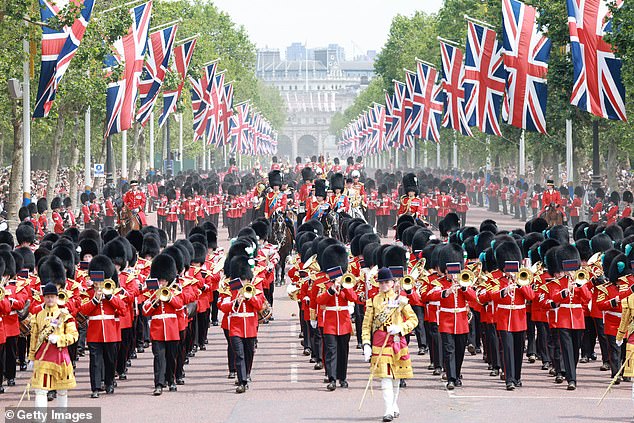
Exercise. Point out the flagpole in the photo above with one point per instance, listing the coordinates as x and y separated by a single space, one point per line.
477 21
165 25
26 125
87 181
124 155
522 167
152 141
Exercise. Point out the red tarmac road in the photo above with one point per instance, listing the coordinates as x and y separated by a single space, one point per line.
285 387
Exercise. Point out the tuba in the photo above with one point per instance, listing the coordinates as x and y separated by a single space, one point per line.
466 278
524 277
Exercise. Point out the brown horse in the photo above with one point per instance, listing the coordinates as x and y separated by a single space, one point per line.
553 216
128 221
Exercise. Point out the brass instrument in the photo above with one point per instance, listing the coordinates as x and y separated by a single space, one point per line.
581 277
524 277
466 278
348 281
62 297
108 287
407 283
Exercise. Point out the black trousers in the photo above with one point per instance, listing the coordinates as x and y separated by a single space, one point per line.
493 346
243 350
171 230
231 357
164 362
10 355
435 344
614 354
124 350
475 333
203 327
554 349
359 314
419 330
542 341
453 348
570 340
214 306
512 346
336 359
102 363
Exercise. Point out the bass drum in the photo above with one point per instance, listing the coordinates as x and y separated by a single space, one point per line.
265 313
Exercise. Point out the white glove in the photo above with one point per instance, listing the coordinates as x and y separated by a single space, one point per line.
394 329
367 352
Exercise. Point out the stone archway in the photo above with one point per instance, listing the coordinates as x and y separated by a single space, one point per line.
285 148
307 146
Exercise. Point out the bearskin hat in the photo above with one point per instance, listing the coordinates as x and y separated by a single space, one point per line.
240 268
336 182
333 256
449 253
163 267
410 183
52 270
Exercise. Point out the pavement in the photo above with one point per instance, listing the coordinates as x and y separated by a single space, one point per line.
285 387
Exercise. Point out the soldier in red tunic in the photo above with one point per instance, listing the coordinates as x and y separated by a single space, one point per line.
135 200
164 331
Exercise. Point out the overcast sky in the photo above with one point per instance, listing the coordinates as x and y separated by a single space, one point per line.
357 25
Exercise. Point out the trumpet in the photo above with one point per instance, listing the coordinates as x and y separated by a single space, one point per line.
524 277
108 287
466 278
581 277
348 281
62 297
407 283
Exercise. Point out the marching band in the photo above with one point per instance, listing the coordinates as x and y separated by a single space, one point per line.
545 291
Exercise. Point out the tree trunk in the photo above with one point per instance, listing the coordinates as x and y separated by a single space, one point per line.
15 180
143 154
612 167
134 159
55 153
74 162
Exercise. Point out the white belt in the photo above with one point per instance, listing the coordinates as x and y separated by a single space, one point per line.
102 317
453 310
164 316
570 305
335 308
242 315
512 306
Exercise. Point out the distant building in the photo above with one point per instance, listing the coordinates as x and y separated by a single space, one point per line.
314 89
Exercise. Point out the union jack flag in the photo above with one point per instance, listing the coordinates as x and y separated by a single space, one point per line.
397 137
598 88
226 111
58 49
182 57
240 129
433 102
484 80
526 54
154 72
129 50
452 80
200 99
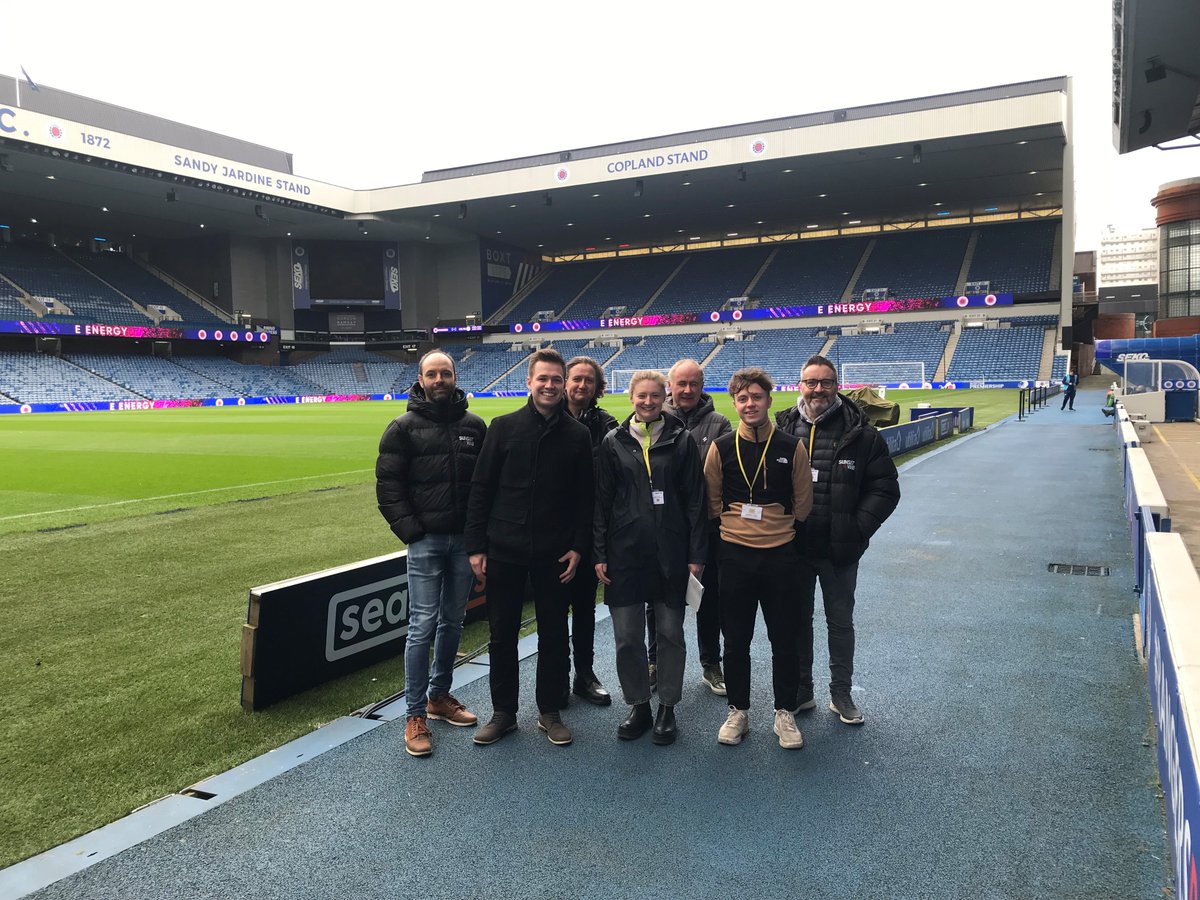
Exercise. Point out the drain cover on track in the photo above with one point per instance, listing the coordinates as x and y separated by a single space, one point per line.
1068 569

====

# [Given request]
Update the data from the line with "Exercise. Point out the distant" through the end of the data by replacing "drain cover" with "manhole cover" and leaving everything else unchanged. Leave the pictures out of your answer.

# [Solution below]
Exercise. Point out the distant building in the photo above with one point per instance, listing the coordinates as x and y separated by a single space, one point per line.
314 89
Exercise. Point out the union jack flag in the photo above with one point per instance, listing the coordinates as x and y separated by a single space, one point per line.
397 137
598 88
226 111
58 49
182 57
240 129
433 102
484 80
526 54
154 72
129 50
452 80
200 99
Exercise. Point out the manhole cover on track in the photo above with one point per instance, listing the coordinates as x and y separated by a single space, one point per line.
1068 569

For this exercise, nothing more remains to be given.